Commix: automating evaluation and exploitation of command injection vulnerabilities in Web applications

  • Anastasios Stasinopoulos
  • Christoforos NtantogianEmail author
  • Christos Xenakis
Regular Contribution

Abstract

Despite the prevalence and the high impact of command injection attacks, little attention has been given by the research community to this type of code injections. Although there are many software tools to detect and exploit other types of code injections, such as SQL injections or cross-site scripting, there is no dedicated and specialized software that detects and exploits, automatically, command injection vulnerabilities. This paper proposes an open-source tool that automates the process of detecting and exploiting command injection flaws on Web applications, named as COMMand Injection eXploiter (Commix). We present and elaborate on the software architecture and detection engine of Commix as well its extra functionalities that greatly facilitate penetration testers and security researchers in the detection and exploitation of command injection vulnerabilities. Moreover, based on the knowledge and the practical experience gained from the development of Commix, we propose and analyze new identified techniques that perform side-channel exploitation for command injections allowing an attacker to indirectly deduce the output of the executed command (i.e., also known as blind command injections). Furthermore, we evaluate the detection capabilities of Commix, by performing experiments against various applications. The experimental results show that Commix presents high detection accuracy, while at the same time false positives are eliminated. Finally and more importantly, we analyze several 0-day command injection vulnerabilities that Commix detected in real-world applications. Despite its short release time, Commix has been embraced by the security community and comes preinstalled in many security-oriented operating systems including the well-known Kali Linux.

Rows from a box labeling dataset
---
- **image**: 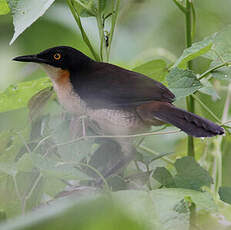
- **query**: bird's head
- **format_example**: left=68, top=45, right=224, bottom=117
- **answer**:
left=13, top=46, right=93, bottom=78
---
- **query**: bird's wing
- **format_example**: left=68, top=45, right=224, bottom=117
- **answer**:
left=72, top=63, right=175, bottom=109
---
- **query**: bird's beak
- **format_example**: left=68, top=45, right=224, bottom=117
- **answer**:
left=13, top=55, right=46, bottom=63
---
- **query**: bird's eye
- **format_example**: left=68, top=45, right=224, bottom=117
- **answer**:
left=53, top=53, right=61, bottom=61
---
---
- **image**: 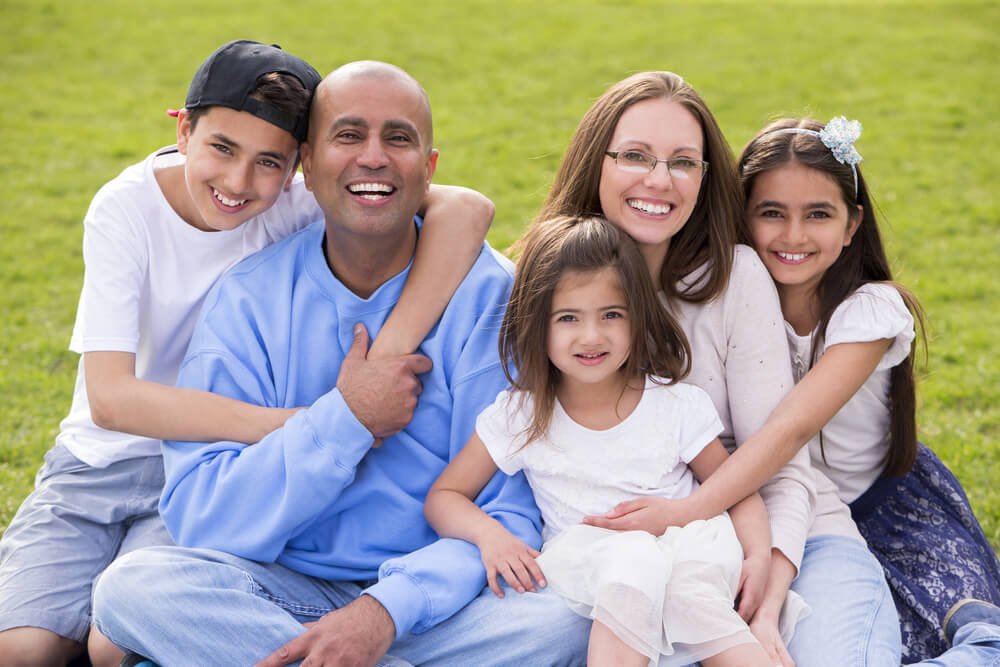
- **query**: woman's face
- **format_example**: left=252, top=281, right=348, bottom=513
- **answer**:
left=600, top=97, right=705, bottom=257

TASKS TO CARRY OUT
• 1. According to the Commix abstract, why was a dedicated tool for command injection flaws needed?
• 2. How many lines of the records contain the string "left"? Case counts.

ANSWER SET
• 1. Command injection attacks are widespread and have a high impact, yet the research community has paid little attention to them. Many tools exist to detect and exploit other code injections such as SQL injection or cross-site scripting, but there was no dedicated software that automatically detects and exploits command injection vulnerabilities.

• 2. 10